* _SHORT PROBLEM A_: Gather every line of the records that contains the string "area". Case counts.

* _EXTRACT PROVIDED_:
— BEGIN —

Question

What is `int xarctan(x^2) dx`?

Answer 1

`intxarctan(x^2)dx=1/2x^2arctan(x^2)-1/4ln(1+x^4)+C`

Explanation:

First, we can perform substitution with the `x^2` and `x`,

Let `t=x^2` so that `dt=2xdx`.

`intxarctan(x^2)=1/2int2xarctan(x^2)dx=1/2intarctan(t)dt`

Now, we will use integration by parts. Don't be fooled by the fact that there's only the arctangent function in the integrand--the `dv` value can be `1`.

As a reminder, integration by parts takes the form:

`intudv=uv-intvdu`

Here, `u=arctan(t)` and `dv=dt`. These imply that `du=1/(1+t^2)dt` and `v=t`.

Thus

`1/2intarctan(t)dt=1/2[tarctan(t)-intt/(1+t^2)dt]`

For this second integral, use substitution again.

Let `s=1+t^2` and `ds=2tdt`.

`intt/(1+t^2)dt=1/2int(2t)/(1+t^2)dt=1/2int1/sds=1/2ln(abss)+C`

Thus,

`1/2intarctan(t)dt=1/2[tarctan(t)-1/2ln(abss)]+C`

Since `s=1+t^2`,

`1/2intarctan(t)dt=1/2tarctan(t)-1/4ln(abs(1+t^2))+C`

Now since `t=x^2`:

`1/2intarctan(t)dt=1/2x^2arctan(x^2)-1/4ln(1+x^4)+C`

And `1/2intarctan(t)dt=intxarctan(x^2)dx`, so

`intxarctan(x^2)dx=1/2x^2arctan(x^2)-1/4ln(1+x^4)+C`

— END —

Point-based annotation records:
— BEGIN —

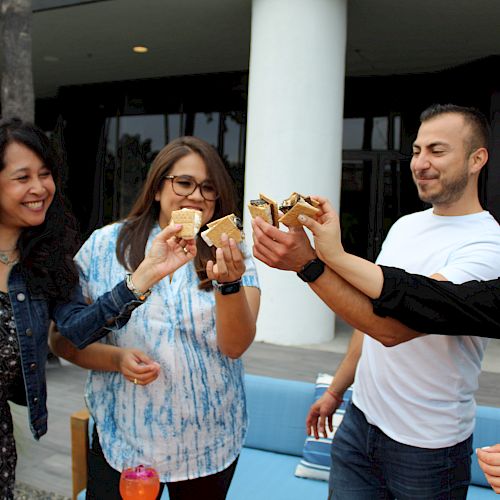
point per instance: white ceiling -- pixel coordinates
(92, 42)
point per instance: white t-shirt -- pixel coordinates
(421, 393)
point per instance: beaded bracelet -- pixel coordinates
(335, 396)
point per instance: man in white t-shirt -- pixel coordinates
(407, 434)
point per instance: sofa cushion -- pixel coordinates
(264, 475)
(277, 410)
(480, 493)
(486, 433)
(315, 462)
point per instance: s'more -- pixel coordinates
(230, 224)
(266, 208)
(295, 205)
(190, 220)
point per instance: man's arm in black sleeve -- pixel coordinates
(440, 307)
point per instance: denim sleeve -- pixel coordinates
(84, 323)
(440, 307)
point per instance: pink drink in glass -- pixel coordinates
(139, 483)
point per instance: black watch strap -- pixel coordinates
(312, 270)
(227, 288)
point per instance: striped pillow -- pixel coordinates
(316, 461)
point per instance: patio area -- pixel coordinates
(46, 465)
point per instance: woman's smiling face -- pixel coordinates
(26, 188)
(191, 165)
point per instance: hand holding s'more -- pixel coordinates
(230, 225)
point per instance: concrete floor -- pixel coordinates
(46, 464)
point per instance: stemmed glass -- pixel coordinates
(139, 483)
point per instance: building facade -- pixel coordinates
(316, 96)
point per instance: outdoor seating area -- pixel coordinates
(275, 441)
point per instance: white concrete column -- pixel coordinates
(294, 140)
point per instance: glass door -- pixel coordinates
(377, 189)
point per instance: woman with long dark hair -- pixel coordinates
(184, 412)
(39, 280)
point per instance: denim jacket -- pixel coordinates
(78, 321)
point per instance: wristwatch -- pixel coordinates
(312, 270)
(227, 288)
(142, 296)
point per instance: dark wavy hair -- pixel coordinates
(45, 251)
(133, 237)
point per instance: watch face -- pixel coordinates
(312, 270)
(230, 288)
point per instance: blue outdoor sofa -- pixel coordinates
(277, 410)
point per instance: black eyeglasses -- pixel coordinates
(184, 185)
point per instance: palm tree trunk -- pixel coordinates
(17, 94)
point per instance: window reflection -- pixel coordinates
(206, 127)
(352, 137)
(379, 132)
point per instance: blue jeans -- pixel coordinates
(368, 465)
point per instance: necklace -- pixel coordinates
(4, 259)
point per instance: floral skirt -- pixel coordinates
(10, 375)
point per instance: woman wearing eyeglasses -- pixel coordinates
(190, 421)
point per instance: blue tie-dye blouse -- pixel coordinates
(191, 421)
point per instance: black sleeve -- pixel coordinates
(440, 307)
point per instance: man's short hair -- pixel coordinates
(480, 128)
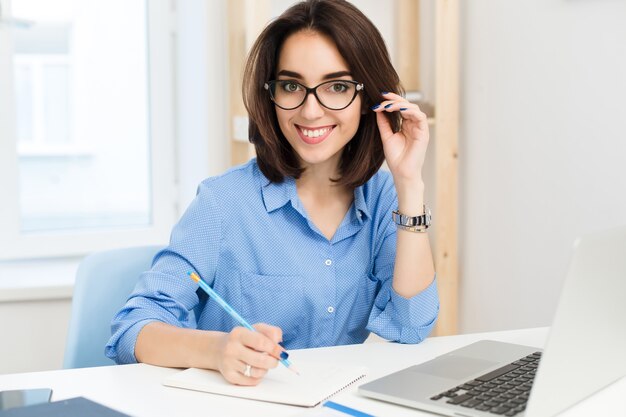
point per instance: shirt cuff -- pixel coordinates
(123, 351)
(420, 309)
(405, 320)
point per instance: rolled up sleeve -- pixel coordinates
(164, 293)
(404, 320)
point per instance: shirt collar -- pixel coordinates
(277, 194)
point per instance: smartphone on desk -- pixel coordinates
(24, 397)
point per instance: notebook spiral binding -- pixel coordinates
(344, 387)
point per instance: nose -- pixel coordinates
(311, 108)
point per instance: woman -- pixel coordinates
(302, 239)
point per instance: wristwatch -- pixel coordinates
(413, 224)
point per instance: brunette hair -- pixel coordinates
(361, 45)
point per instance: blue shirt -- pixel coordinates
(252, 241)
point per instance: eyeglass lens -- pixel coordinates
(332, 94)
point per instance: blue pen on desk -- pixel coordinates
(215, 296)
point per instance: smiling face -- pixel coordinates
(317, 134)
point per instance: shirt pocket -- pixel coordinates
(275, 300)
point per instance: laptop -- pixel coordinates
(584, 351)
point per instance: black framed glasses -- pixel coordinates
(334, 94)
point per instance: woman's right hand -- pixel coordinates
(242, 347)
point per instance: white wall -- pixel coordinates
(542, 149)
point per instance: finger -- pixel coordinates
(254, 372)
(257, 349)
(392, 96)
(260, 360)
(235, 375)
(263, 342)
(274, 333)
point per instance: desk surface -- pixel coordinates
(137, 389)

— END —
— BEGIN —

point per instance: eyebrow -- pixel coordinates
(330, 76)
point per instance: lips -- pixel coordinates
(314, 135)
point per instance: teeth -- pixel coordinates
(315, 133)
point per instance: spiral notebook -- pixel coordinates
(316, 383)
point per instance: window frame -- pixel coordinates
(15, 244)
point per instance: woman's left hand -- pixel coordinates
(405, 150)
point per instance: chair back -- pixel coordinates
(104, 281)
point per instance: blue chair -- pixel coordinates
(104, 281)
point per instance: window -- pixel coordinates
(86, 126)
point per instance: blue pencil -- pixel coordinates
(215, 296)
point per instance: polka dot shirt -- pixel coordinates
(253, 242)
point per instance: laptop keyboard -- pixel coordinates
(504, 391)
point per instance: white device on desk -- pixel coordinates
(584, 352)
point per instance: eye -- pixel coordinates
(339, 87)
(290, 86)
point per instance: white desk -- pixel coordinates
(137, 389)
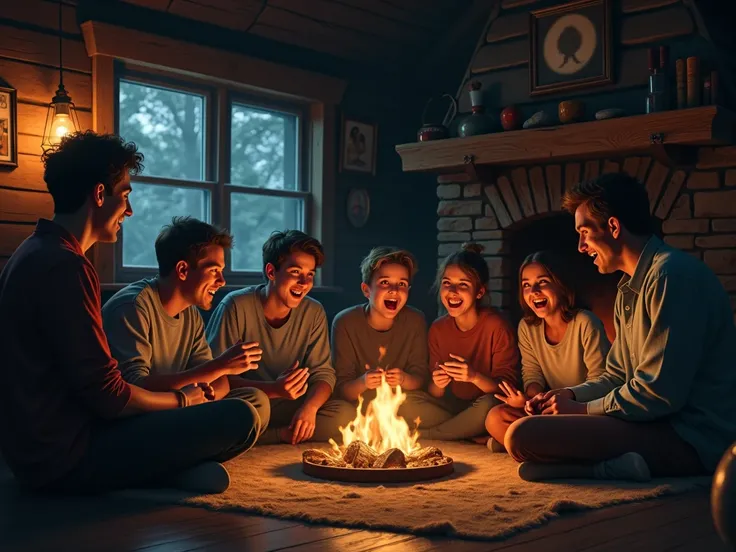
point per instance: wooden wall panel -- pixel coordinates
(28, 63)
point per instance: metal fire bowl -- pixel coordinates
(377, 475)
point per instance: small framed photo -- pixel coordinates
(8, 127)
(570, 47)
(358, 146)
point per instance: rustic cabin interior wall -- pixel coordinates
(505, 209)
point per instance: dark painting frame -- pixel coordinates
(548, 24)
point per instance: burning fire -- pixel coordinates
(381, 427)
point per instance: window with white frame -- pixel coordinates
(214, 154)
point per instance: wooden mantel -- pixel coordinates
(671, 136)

— END —

* _SHORT PROBLEM B_:
Answer these questions about the worked integration solution, one answer per line:
(i) What substitution does the solution make first, and what is dt?
(ii) In the integration by parts step, what are u and dv?
(iii) What substitution is used for the second integral, and what is ds?

* _EXPECTED OUTPUT A_:
point per instance: patio area -- pixel coordinates
point per instance: outdoor seating area -- pixel coordinates

* _EXPECTED OUTPUT B_:
(i) t = x^2, so dt = 2x dx.
(ii) u = arctan(t) and dv = dt.
(iii) s = 1 + t^2, with ds = 2t dt.